§ Text segment:
╭──

This 90-minute documentary is the fifth film about James Ellroy, but it's unlike anything anyone's seen before. Audiences will see the world through Ellroy's eyes, a vision teeming with the victims of the true-life murders that fill his waking nightmares and fuel his fiction. We reconstruct crime scene after crime scene, including his mother's, as we drive with Ellroy at night, relentlessly travelling his personal dark obsessional map of the City of Angels.
Running through the film is a series of meals at Ellroy's favorite restaurant, The Pacific Dining Car (Raymond Chandler's old hangout), where lifer homicide detectives from the LAPD and the Los Angeles Sheriff's Department chew on rare steak and on unsolved murders.
During the feasts, the cops and Ellroy explore both the Black Dahlia case (America's most celebrated unsolved murder) and Ellroy's mother's killing, and then -watched by Nick Nolte (who like several other Hollywood stars knows to drop in on Ellroy's spontaneous crime salons at the Pacific Dining Car) - the Black Dahlia mystery is finally solved, on-screen.

╰──

§ Dataset entries:
╭──

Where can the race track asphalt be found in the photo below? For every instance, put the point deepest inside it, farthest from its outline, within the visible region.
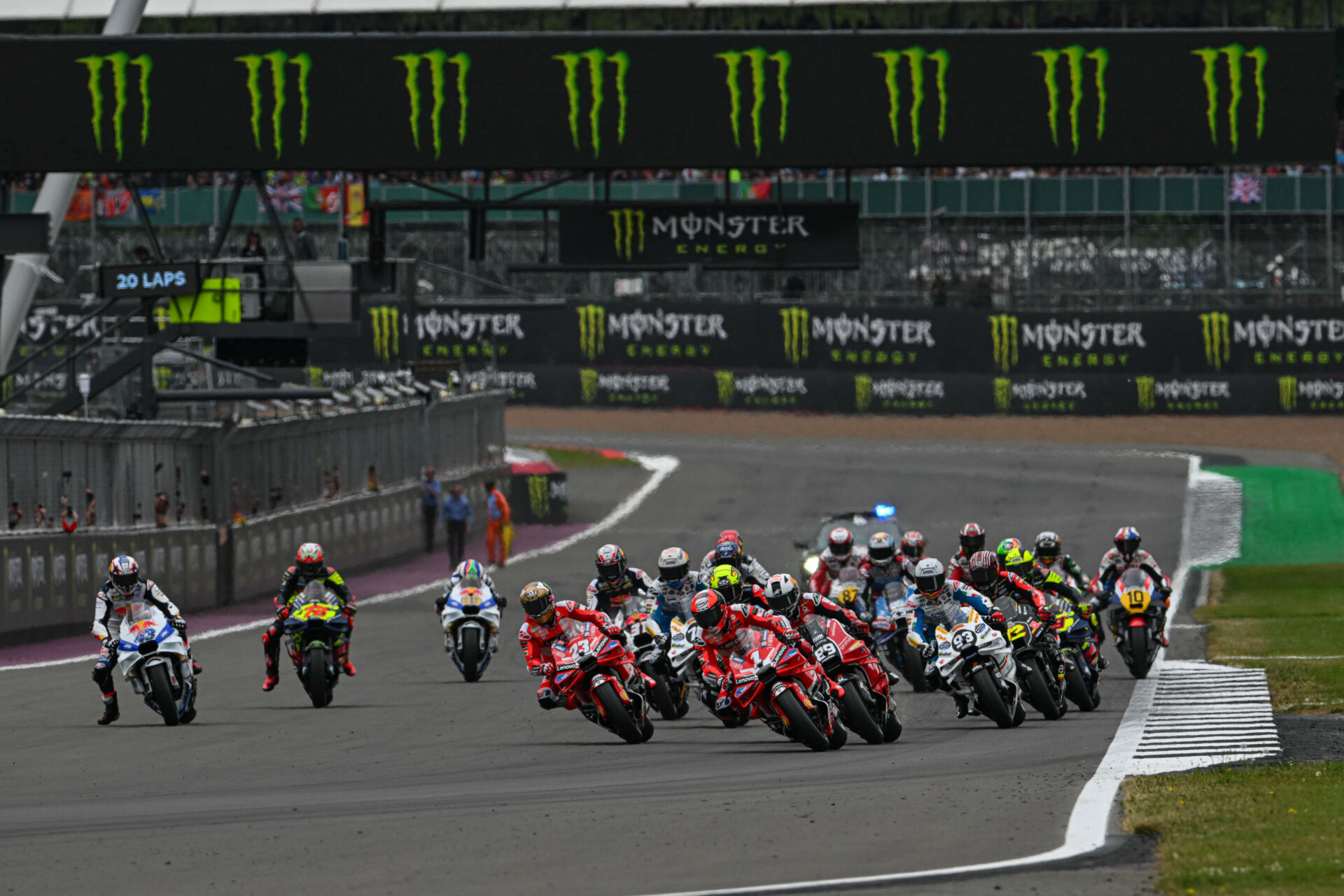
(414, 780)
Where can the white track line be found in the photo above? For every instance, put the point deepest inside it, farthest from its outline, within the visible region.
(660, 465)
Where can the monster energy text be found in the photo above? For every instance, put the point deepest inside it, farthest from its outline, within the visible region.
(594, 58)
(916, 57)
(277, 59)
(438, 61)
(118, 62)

╰──

From the documentary description, extract everything from "This 90-minute documentary" down to "on unsolved murders.", word for word. The entries stand apart from the documentary description and serve only as separate material.

§ Written answer:
This 90-minute documentary is the fifth film about James Ellroy, but it's unlike anything anyone's seen before. Audiences will see the world through Ellroy's eyes, a vision teeming with the victims of the true-life murders that fill his waking nightmares and fuel his fiction. We reconstruct crime scene after crime scene, including his mother's, as we drive with Ellroy at night, relentlessly travelling his personal dark obsessional map of the City of Angels.
Running through the film is a series of meals at Ellroy's favorite restaurant, The Pacific Dining Car (Raymond Chandler's old hangout), where lifer homicide detectives from the LAPD and the Los Angeles Sheriff's Department chew on rare steak and on unsolved murders.